• _Page excerpt_
════════════════════
You might try standing in front of the mirror when the cat is there! she might come to get used to it when she sees you in the mirror. It's funny as my cat never worries about my mirror wardrobes but if she catches her own reflection in the large patio doors in the lounge in the evening she arches her back and fluffs up! then does the funny crab walk! If you held her up to a wall mirror she probably would be fine! a large expanse probably spooks her as she thinks there's another room with another cat!!


----------



## Wendye (Apr 17, 2014)

I had this problem when I first moved into this house.
I invited the cat to step into the offending wardrobe and he was fine after I did that a few times. Eventually your cat will recognise that it's a mirror and nothing else but it might take a while.


----------



## JenetteCollins (Apr 15, 2014)

Mizzi's been an indoor cat since we adopted her when she was about 3 years old. She's only interested in going outside if we're out there so I think she's always been an indoor cat. The only thing that has changed is the mirrored doors!! I've now covered them up with garbage bags (had to do two levels as she was standing on her hind legs so she could still fight with herself) and have covered all other mirrors in the house, plus have outside lights on at night so she can't see her reflection. My husband put held her up next to him in front of the mirror but she went berserk trying to attack the mirror still. Looks like, at least for the short term, my new, expensive doors will remain covered in garbage bags. We haven't had any 'attacks' for a few days now so I'll keep the status quo for a while before I start to introduce short times in front of small mirrors. I'll let you know how I go. BTW, she gets behind the mirror doors all the time but it made no difference. And I used to think she was a smart pussy cat!!


----------
════════════════════
• _Short exercise a_
Reproduce the passage of the cat-and-mirror thread starting with "You might try" and going on through "into this house.".
════════════════════
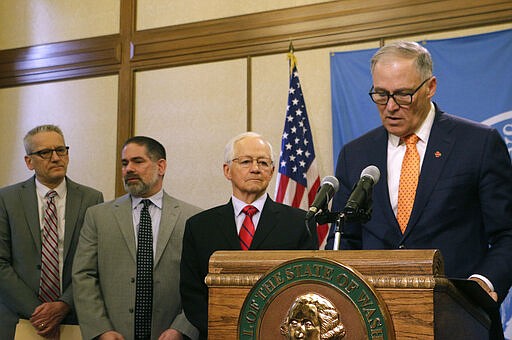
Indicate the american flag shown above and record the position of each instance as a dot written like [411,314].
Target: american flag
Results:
[298,179]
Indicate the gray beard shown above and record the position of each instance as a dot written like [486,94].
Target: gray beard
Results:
[137,189]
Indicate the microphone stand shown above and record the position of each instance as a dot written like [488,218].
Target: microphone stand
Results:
[339,219]
[338,224]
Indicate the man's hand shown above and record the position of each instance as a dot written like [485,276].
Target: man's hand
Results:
[171,334]
[111,335]
[47,317]
[485,287]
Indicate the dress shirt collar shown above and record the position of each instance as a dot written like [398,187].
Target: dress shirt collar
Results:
[42,189]
[156,199]
[238,205]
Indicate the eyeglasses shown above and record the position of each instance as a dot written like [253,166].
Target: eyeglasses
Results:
[382,98]
[47,153]
[247,162]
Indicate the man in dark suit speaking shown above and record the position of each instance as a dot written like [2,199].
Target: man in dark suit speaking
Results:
[446,182]
[249,221]
[32,286]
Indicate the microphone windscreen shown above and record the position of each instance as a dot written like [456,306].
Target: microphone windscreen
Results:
[332,181]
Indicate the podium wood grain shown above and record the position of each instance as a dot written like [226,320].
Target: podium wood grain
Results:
[411,283]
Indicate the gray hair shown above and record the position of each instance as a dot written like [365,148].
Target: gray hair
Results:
[408,50]
[229,150]
[27,140]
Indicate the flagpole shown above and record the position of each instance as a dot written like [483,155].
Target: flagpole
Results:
[291,57]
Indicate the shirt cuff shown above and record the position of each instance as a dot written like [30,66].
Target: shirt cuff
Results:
[486,280]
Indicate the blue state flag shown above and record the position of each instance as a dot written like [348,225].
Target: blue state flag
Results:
[474,81]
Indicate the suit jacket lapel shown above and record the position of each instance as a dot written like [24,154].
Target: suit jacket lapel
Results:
[168,220]
[381,190]
[73,204]
[268,221]
[28,198]
[226,225]
[440,144]
[124,218]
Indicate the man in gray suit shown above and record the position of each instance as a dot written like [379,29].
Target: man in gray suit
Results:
[105,271]
[22,207]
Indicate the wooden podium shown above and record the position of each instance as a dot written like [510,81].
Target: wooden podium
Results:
[421,302]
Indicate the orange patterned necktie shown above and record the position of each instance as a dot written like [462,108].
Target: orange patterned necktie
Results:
[247,231]
[408,181]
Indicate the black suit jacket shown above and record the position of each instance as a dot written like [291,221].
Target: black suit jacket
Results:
[280,227]
[463,203]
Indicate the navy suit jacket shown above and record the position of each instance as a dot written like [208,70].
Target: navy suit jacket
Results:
[463,202]
[280,227]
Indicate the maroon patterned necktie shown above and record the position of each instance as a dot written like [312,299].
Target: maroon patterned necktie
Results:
[247,231]
[49,287]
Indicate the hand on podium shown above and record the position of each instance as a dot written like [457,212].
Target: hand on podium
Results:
[485,287]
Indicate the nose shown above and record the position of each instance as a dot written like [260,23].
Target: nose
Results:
[392,105]
[54,156]
[255,166]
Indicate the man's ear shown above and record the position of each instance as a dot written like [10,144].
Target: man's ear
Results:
[28,161]
[227,171]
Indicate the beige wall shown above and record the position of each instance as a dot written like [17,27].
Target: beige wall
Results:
[193,110]
[33,22]
[159,13]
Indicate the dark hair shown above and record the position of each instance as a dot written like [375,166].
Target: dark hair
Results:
[155,150]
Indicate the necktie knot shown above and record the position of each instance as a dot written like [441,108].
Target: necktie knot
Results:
[250,210]
[146,203]
[51,195]
[411,139]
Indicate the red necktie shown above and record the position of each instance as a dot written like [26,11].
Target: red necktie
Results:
[408,181]
[247,230]
[49,287]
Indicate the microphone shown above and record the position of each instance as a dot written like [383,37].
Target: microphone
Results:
[328,188]
[359,202]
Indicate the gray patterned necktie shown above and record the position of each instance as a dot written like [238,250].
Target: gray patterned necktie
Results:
[144,283]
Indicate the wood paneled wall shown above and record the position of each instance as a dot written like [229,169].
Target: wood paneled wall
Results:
[309,27]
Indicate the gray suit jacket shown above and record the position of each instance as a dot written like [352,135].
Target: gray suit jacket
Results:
[20,248]
[105,268]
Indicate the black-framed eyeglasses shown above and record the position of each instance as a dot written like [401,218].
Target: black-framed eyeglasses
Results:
[47,153]
[401,98]
[246,162]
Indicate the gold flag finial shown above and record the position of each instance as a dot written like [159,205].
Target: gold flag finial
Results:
[291,57]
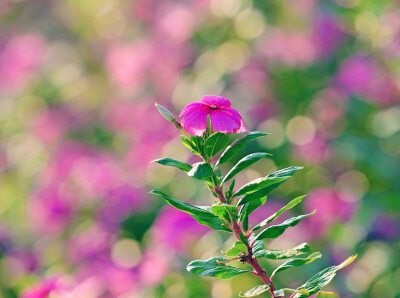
════════════════════
• _Short exercise b_
List every line of the entries that contains the word "lapel".

• _Worked answer a_
You might try standing in front of the mirror when the cat is there! she might come to get used to it when she sees you in the mirror. It's funny as my cat never worries about my mirror wardrobes but if she catches her own reflection in the large patio doors in the lounge in the evening she arches her back and fluffs up! then does the funny crab walk! If you held her up to a wall mirror she probably would be fine! a large expanse probably spooks her as she thinks there's another room with another cat!!


----------



## Wendye (Apr 17, 2014)

I had this problem when I first moved into this house.

• _Worked answer b_
Indicate the suit jacket lapel shown above and record the position of each instance as a dot written like [24,154].
Target: suit jacket lapel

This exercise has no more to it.